## ABOUT THIS TASK:
Given the material below, output exactly the lines from the line with "Query: single garage door" to the line with "column 12, row 481", both ends included, and no other lines.

## RECORD SET:
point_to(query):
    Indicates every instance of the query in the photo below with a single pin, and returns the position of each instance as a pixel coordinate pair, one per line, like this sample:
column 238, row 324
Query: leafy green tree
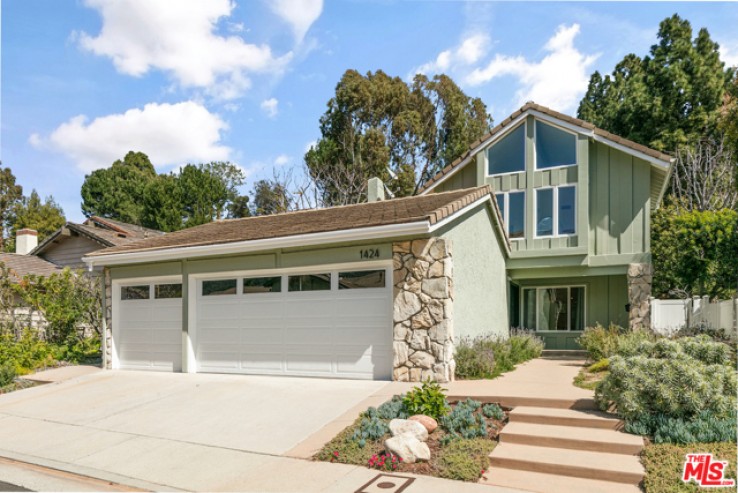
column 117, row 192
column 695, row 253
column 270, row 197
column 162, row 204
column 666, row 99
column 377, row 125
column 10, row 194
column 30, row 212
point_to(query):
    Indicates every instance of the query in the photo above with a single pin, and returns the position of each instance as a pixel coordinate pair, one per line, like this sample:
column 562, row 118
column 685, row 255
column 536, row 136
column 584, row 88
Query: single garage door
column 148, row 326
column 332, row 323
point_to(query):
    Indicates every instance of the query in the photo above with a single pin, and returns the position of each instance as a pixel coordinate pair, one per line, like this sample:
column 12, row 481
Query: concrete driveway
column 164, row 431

...

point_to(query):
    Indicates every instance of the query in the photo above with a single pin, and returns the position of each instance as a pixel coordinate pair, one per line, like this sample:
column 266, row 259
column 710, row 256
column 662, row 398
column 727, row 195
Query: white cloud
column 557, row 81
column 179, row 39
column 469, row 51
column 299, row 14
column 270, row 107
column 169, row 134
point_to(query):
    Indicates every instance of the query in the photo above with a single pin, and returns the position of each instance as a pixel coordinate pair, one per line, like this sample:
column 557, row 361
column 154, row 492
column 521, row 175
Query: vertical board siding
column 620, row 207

## RESPONSE TO THE TASK:
Query: single garage door
column 148, row 326
column 332, row 323
point_to(query):
    Indicates every instance of the query in the photo above with a single pin, and returns the position of each instance as a pixel coordinate pair, one per line, like this sample:
column 12, row 481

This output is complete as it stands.